#### Texte à lire
= = =

Loi sur la Cour fédérale, L.R.C. (1985), ch. F‑7

18.3 (1) Les offices fédéraux peuvent, à tout stade de leurs procédures, renvoyer devant la Section de première instance pour audition et jugement toute question de droit, de compétence ou de pratique et procédure.

28. (1) La Cour d’appel a compétence pour connaître des demandes de contrôle judiciaire visant les offices fédéraux suivants:

. . .

f) l’Office national de l’énergie constitué par la Loi sur l’Office national de l’énergie;

. . .

(2) Les articles 18 à 18.5 s’appliquent, exception faite du paragraphe 18.4(2) et compte tenu des adaptations de circonstance, à la Cour d’appel comme si elle y était mentionnée lorsqu’elle est saisie en vertu du paragraphe (1) d’une demande de contrôle judiciaire.

Loi sur l’Office national de l’énergie, L.R.C. (1985), ch. N‑7

2. Les définitions qui suivent s’appliquent à la présente loi.

. . .

«pipeline» Canalisation servant ou destinée à servir au transport du pétrole ou du gaz, seul ou avec un autre produit, et reliant une province et une ou plusieurs autres provinces, ou s’étendant au‑delà des limites d’une province ou de la zone extracôtière, au sens de l’article 123, y compris les branchements, extensions, citernes, réservoirs, installations de stockage ou de chargement, pompes, rampes de chargement, compresseurs, systèmes de communication entre stations par téléphone, télégraphe ou radio, ainsi que les ouvrages, ou autres biens immeubles ou meubles, connexes.

29. (1) Seules les compagnies ont le droit de construire ou d’exploiter un pipeline.

(2) Le présent article n’a pas pour effet d’empêcher quiconque d’exploiter ou d’améliorer un pipeline construit avant le 1er octobre 1953, mais l’exploitation du pipeline doit se faire conformément à la présente loi.

(3) Pour l’application de la présente loi, sont assimilés aux compagnies:

a) le liquidateur, le séquestre ou le gérant des biens d’une compagnie, nommé par un tribunal compétent pour exercer les activités d’une compagnie;

b) le fiduciaire agissant pour le bénéfice des détenteurs de titres de créance d’une compagnie — notamment bons, obligations, débentures ou débentures‑actions — émis en vertu d’un acte de fiducie ou autre et grevant les biens de celle‑ci, pourvu qu’il soit autorisé par l’acte à exercer les activités de la compagnie;

c) la personne autre qu’une compagnie qui:

(i) soit exploite un pipeline construit avant le 1er octobre 1953,

(ii) soit construit ou exploite un pipeline soustrait à l’application du paragraphe (1) par ordonnance de l’Office rendue en vertu du paragraphe 58(1).

= = =

#### Problème posé A
Quels titres de créance les extraits de loi citent-ils en exemple à l'alinéa 29(3) b) ?
#### Problème posé B
Reprenez les extraits de loi sur la Cour fédérale et l'Office national de l'énergie à partir de l'endroit où ils s'arrêtent.
Les données ci-dessous forment un matériau distinct des extraits de loi.

#### Données enregistrées
= = =

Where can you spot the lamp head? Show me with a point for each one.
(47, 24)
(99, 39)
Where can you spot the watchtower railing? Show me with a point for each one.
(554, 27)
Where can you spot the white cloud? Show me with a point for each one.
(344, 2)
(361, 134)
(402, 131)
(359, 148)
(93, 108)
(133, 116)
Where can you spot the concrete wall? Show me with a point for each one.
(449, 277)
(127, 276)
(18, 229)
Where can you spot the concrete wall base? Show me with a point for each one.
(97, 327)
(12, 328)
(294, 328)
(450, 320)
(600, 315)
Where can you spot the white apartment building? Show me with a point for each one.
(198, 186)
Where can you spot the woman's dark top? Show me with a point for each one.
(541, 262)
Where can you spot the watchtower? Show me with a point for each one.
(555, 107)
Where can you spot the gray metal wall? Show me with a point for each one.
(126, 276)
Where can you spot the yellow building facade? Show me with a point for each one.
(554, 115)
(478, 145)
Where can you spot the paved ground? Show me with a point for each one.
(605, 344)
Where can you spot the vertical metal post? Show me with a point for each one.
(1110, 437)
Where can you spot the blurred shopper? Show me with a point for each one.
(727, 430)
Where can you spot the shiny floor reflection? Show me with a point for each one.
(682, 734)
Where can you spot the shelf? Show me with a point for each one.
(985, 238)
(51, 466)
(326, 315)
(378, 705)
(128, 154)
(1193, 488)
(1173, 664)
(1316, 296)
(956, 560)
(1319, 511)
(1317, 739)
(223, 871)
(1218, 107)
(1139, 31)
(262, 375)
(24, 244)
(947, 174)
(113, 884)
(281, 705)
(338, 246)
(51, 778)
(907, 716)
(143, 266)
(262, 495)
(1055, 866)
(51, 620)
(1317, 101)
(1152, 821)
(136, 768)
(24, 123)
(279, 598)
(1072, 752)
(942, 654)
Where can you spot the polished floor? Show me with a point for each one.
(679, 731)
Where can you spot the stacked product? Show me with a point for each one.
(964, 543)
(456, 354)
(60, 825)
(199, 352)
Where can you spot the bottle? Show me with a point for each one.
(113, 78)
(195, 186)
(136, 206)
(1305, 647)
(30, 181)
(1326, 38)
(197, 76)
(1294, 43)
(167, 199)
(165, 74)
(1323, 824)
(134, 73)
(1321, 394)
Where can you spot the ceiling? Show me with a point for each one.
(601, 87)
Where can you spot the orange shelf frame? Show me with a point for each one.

= = =

#### Réponse à l'exercice A
Bons, obligations, débentures, débentures‑actions.

#### Réponse à l'exercice B
30. (1) La compagnie ne peut exploiter un pipeline que si les conditions suivantes sont réunies:

a) il existe un certificat en vigueur relativement à ce pipeline;

b) elle a été autorisée à mettre le pipeline en service aux termes de la présente partie.

(2) La compagnie doit exploiter le pipeline conformément aux conditions du certificat délivré à cet égard.

31. Sauf dispositions contraires de la présente loi, la compagnie ne peut commencer la construction d’une section ou partie de pipeline que si les conditions suivantes sont réunies:

a) l’Office l’a, par la délivrance d’un certificat, autorisée à construire la canalisation;

b) elle s’est conformée aux conditions dont le certificat est assorti;

c) les plan, profil et livre de renvoi de la section ou partie de la canalisation projetée ont été approuvés par l’Office;

d) des copies des plan, profil et livre de renvoi approuvés, certifiées conformes par le secrétaire, ont été déposées aux bureaux des directeurs de l’Enregistrement des districts ou comtés que doit traverser cette section ou partie du pipeline.

33. (1) Une fois le certificat délivré, la compagnie doit préparer et soumettre à l’Office les plan, profil et livre de renvoi du pipeline.

(2) Les plan et profil donnent les détails que l’Office peut exiger.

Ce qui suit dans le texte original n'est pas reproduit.